(Problem details)
The data below holds a line containing "Where can the person" and a line containing "Target: syrup-coated pastry"; please quote exactly those two lines and every line between them, and nothing else.

(Data extract)
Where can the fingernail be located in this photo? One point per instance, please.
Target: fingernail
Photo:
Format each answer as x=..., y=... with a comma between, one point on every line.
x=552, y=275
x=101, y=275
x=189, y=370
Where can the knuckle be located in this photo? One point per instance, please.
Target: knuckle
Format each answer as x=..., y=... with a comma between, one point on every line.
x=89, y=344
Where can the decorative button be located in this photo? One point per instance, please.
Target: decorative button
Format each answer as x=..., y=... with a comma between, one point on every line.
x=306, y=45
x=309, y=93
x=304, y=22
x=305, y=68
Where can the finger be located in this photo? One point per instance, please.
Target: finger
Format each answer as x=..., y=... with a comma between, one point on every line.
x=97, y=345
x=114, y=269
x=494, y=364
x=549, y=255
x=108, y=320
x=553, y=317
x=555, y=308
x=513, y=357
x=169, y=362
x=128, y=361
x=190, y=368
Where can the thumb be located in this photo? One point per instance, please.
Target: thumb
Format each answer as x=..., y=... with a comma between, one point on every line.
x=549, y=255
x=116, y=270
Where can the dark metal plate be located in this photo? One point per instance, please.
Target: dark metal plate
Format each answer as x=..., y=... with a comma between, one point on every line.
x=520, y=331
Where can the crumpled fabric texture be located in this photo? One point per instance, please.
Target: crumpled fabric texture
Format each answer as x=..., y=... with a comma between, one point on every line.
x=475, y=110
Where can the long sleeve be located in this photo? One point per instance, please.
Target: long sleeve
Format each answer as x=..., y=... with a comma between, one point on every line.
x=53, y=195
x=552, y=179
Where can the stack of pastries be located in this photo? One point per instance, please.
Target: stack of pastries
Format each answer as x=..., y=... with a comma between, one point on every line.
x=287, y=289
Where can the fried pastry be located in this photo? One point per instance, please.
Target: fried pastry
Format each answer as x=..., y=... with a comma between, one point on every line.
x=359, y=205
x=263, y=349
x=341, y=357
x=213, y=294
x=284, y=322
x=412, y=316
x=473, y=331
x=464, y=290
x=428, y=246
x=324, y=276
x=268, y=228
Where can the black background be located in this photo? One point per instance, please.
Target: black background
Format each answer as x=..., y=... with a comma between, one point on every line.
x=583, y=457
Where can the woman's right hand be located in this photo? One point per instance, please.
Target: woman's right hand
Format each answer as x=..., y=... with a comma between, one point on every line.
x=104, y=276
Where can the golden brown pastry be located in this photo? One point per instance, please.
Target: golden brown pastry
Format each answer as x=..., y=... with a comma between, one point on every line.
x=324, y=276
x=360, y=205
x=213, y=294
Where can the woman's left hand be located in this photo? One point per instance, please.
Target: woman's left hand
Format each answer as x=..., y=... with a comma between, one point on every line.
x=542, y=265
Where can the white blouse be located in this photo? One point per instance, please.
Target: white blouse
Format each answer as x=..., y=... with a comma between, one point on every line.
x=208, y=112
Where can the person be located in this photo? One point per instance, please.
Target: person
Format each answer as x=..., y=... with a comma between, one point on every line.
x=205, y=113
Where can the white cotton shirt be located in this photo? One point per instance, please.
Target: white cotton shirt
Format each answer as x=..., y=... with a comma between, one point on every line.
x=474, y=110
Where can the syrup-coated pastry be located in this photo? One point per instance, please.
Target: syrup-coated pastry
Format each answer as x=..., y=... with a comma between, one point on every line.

(Task response)
Where can the person be located in this photo? One point per instance, please.
Target: person
Format each answer as x=..., y=... with a comma between, one point on every line.
x=205, y=113
Where can the white cotton shirt be located in this photo? One point per instance, please.
Target: white cotton shirt
Format each answer as x=..., y=... with a comma between, one point on every line.
x=474, y=110
Where can the syrup-coated pastry be located in this photo? One point per instance, please.
Target: syrup-coated pastry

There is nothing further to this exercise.